— Text shown —
══════════════════════════════
The infrequently-updated site blog, featuring a range of content including show reviews, musical musings and off-color ramblings on other varied topics.
It's been a while since I put another playlist up. I actually had this 99% done a couple of months ago, but everything went haywire and the list went on hold.
This edition of Search/Play/Repeat is a quick play, running about 30 minutes in total.
Visual Learner, BlackDots, City Mouse, Couch Potato Massacre
Cloudland Theater
Minneapolis, MN
May 7, 2025
I’m embarrassed that I haven’t covered any shows at Cloudland for SPB previously. It’s a relatively new addition to the Minneapolis scene and a welcome addition that feels as much like a community space as a club. In other words, it’s clean instead of dingy, I guess. Anyway, last week I hit up the space to see two touring bands with sets sandwiched between two locals.
══════════════════════════════
— Excerpted data —
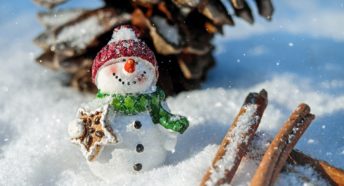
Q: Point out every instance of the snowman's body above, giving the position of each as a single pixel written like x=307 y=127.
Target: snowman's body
x=142 y=146
x=136 y=129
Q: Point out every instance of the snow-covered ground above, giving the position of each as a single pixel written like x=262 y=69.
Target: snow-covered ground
x=298 y=57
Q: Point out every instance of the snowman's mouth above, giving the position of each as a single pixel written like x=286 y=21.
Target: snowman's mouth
x=138 y=78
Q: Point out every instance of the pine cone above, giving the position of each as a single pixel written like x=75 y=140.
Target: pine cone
x=178 y=31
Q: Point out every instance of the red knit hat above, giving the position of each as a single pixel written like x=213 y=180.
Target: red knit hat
x=124 y=43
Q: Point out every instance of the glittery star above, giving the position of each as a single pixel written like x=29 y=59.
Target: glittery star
x=96 y=133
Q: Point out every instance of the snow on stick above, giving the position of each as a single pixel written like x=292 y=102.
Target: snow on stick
x=235 y=143
x=333 y=175
x=277 y=153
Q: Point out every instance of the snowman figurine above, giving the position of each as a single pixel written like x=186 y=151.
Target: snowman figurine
x=128 y=127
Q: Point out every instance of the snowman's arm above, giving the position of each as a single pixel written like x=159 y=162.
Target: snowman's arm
x=169 y=121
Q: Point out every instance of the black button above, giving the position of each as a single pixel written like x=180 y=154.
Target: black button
x=139 y=148
x=137 y=166
x=137 y=124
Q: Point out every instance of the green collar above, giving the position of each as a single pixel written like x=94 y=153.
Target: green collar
x=131 y=104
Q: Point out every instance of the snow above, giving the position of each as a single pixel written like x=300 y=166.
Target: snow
x=35 y=108
x=238 y=135
x=123 y=34
x=81 y=34
x=58 y=18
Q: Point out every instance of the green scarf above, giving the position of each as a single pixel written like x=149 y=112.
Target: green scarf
x=131 y=104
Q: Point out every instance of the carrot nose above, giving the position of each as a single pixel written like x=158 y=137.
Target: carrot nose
x=129 y=66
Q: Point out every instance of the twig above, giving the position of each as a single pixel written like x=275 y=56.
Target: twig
x=235 y=143
x=277 y=153
x=331 y=174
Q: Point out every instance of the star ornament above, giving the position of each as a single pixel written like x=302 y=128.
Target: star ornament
x=92 y=133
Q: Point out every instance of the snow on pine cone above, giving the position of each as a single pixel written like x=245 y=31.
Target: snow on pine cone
x=179 y=32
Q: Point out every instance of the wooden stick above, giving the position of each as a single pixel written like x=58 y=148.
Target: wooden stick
x=331 y=174
x=277 y=153
x=235 y=143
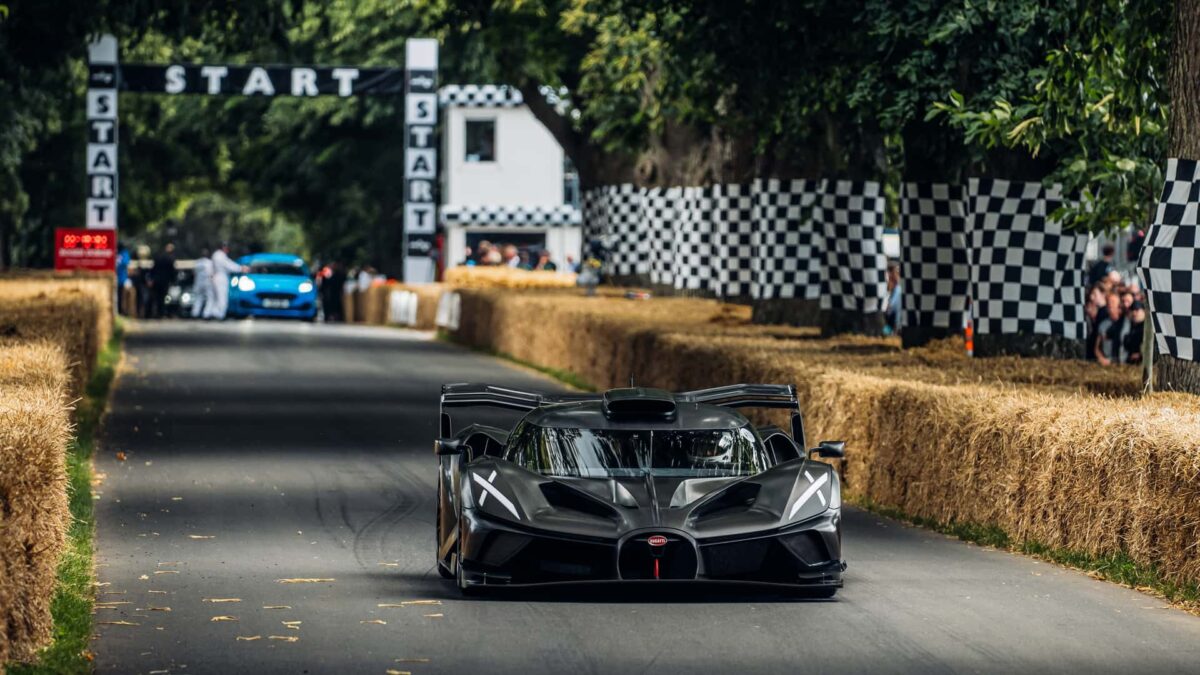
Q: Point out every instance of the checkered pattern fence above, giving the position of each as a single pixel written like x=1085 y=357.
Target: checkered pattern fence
══════════════════════════════
— What is asked —
A. In the entries, revise the lines from the start through the line with "x=136 y=129", changing "snowman's body" to "snowman's torso" and keeping everything else the same; omit the pictures.
B. Continue the blog post about the Cloudland Theater show from its last sentence.
The blog text and the entries have nothing to do with each other.

— Responses —
A.
Q: Point out every instance of the snowman's torso above, giving the position of each as a single pixel written like x=307 y=127.
Target: snowman's torso
x=142 y=146
x=136 y=129

B.
Couch Potato Massacre play poppy sloppy punk with a TV theme, raised on late night cable movies with low budgets. It’s fun and energetic and the band knows that, while the music matters, so do the vibes. It was a fun set and my first time seeing them in person
photo by Loren Green
I know City Mouse aren’t a household name or anything, but I’m still mildly surprised they played second -- not that order of bands matters in any way unless you’re stuck in traffic. I’m not even sure how many times I’ve seen Miski and co. play, but this was the first non-festival set and it ripped and roared with the same urgency, but with that more personal element you get when the band knows you’re there for them, specifically (and they aren’t on a rigid set schedule). Even will a fill-in bassist, it was an emotional, evocative set lead by the dueling guitars of Miski and Davey Tiltwheel. While City Mouse has been a project for several years, there are only two full-lengths, and the set leaned into last year’s So Far Out but included a healthy dose of the near-decade old songs from Get Right too. Simply put, you can hear the passion in Miski’s voice on every note and, live, you can see it too. It’s been a while since I saw a band work up a good sweat on stage and that was definitely the case during City Mouse’s set – and continued for two more bands.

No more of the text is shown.